* start Stored rows *
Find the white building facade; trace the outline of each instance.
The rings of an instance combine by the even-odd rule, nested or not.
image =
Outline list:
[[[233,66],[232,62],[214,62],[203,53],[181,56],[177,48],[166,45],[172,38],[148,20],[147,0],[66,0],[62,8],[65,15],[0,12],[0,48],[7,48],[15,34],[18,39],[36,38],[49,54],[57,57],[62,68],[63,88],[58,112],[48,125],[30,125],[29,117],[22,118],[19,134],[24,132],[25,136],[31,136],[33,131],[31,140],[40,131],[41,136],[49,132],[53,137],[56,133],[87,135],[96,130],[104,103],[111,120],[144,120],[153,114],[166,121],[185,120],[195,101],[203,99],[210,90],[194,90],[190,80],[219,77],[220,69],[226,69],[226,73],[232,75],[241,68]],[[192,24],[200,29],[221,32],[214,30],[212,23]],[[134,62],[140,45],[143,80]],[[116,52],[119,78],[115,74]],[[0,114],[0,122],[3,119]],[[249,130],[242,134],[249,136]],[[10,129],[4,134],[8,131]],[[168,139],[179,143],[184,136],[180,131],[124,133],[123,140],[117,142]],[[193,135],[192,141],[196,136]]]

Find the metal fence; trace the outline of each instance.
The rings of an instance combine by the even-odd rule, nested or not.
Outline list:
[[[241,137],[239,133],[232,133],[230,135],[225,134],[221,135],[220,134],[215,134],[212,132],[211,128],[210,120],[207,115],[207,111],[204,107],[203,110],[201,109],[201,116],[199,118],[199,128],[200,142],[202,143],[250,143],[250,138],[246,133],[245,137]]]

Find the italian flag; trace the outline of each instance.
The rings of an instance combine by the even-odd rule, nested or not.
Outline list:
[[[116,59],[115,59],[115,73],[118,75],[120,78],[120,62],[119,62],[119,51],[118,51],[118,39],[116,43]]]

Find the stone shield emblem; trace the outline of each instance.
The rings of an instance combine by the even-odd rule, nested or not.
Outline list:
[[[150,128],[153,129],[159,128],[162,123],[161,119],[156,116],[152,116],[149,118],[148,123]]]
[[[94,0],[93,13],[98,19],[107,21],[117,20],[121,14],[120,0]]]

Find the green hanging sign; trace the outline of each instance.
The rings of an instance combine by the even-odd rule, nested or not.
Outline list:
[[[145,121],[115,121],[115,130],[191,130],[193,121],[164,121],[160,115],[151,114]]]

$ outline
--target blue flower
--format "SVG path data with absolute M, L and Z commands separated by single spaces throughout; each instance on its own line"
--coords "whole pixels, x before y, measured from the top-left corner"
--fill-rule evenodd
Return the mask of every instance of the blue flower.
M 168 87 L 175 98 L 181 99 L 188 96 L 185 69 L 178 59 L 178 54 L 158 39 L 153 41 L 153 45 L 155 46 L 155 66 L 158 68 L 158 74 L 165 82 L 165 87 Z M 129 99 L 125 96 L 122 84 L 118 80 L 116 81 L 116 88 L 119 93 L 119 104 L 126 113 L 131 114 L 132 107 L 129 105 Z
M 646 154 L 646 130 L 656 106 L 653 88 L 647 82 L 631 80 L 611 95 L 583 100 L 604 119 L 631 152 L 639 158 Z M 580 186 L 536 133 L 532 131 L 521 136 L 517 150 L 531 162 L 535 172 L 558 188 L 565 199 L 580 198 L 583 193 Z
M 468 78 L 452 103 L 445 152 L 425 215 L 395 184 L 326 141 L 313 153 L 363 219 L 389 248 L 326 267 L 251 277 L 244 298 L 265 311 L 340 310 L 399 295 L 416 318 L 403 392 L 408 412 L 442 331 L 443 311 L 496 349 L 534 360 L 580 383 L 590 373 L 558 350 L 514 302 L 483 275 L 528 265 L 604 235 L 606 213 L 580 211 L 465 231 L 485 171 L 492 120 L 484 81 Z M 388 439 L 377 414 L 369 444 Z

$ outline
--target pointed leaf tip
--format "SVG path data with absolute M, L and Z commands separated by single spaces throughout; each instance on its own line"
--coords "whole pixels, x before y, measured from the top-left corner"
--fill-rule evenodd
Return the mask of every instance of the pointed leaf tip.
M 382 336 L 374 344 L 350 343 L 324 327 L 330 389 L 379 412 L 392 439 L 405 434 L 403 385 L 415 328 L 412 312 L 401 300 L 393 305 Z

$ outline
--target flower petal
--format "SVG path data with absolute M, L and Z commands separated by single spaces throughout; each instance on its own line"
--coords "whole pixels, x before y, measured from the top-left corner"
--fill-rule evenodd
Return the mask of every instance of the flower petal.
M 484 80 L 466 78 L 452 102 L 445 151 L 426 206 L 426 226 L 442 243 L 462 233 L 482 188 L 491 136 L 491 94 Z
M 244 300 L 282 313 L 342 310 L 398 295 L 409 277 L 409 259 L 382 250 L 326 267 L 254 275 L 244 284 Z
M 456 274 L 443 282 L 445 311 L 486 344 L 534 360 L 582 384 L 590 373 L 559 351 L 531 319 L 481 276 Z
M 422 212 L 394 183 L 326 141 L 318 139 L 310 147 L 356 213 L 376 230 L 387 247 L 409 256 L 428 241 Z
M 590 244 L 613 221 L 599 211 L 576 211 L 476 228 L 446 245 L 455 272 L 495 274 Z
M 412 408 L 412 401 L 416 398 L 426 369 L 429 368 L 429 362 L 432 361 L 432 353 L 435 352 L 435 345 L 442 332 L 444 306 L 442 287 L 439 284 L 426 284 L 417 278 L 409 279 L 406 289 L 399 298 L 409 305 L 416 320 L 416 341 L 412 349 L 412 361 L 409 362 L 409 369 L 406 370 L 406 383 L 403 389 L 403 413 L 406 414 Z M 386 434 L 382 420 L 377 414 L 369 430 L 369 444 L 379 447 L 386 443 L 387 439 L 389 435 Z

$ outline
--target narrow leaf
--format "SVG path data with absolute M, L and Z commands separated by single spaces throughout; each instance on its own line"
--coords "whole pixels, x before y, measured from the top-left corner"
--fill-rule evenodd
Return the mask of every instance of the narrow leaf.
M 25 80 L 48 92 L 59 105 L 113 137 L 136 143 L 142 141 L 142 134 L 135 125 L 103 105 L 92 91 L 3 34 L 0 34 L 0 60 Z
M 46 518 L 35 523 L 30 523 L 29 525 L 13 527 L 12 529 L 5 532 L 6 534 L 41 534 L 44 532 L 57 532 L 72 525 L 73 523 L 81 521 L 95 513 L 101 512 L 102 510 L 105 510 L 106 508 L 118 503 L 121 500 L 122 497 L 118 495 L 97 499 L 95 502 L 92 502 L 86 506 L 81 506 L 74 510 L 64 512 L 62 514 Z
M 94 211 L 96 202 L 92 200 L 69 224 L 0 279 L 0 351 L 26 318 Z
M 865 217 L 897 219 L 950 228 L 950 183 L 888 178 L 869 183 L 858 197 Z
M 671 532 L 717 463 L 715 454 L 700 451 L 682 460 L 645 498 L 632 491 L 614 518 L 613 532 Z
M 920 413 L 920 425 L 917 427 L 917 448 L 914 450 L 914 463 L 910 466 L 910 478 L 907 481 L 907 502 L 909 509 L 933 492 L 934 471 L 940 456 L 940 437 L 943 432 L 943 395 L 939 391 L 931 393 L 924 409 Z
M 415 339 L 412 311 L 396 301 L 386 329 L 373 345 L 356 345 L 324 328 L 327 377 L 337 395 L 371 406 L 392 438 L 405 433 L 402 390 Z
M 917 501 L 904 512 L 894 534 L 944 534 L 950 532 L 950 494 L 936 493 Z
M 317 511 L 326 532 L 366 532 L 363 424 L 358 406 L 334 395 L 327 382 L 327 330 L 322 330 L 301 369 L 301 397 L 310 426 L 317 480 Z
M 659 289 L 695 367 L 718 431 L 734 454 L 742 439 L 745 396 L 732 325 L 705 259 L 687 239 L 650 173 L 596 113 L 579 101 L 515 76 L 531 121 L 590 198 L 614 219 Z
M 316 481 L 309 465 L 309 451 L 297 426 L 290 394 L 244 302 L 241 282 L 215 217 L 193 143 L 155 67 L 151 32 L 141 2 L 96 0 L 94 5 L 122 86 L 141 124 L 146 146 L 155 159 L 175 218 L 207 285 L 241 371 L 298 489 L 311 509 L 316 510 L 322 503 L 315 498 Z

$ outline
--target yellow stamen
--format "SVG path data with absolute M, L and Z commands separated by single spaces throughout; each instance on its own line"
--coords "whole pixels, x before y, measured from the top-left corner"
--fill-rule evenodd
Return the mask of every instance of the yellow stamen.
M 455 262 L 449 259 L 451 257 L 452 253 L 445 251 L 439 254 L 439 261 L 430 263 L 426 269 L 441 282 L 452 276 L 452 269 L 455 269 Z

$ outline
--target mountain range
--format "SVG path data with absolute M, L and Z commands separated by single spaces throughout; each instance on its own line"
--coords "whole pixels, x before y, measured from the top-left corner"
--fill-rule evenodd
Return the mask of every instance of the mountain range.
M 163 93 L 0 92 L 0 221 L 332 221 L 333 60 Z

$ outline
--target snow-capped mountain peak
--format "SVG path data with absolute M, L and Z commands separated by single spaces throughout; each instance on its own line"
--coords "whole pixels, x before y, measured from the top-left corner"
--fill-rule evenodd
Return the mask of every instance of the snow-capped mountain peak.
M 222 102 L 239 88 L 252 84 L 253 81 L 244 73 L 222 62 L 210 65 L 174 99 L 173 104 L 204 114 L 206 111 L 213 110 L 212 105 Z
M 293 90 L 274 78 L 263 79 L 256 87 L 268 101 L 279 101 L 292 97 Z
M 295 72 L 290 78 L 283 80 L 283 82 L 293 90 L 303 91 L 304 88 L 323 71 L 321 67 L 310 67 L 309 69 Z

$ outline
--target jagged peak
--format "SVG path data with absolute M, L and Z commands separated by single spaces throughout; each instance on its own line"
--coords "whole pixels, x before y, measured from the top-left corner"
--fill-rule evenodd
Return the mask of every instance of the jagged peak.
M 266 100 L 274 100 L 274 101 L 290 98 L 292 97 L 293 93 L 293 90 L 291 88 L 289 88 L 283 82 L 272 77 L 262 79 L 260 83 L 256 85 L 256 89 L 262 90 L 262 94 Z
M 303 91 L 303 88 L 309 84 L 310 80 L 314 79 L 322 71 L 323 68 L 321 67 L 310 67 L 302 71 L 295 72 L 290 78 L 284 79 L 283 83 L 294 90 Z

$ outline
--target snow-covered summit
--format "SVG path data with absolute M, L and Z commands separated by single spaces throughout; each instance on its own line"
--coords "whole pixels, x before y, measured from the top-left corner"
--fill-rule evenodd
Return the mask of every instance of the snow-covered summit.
* end Stored rows *
* start Stored rows *
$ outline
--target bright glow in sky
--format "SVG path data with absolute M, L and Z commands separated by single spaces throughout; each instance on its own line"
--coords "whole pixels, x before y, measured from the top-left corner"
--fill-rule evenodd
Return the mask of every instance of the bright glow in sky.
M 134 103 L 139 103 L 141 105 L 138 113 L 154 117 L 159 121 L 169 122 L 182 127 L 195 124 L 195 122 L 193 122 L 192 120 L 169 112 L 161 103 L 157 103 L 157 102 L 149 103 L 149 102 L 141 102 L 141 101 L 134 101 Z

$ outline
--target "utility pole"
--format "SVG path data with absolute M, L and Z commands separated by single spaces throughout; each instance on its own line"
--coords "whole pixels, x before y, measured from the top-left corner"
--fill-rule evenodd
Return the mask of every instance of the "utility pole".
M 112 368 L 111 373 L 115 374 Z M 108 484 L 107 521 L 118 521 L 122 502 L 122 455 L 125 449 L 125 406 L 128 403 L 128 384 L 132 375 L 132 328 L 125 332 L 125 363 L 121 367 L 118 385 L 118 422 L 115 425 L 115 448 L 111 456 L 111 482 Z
* end Stored rows *
Please pull out each line of the entries above that contains the word "bright". Case counts, so match capital and lowercase letters as given.

--target bright glow in sky
Return the mask of every instance of the bright glow in sky.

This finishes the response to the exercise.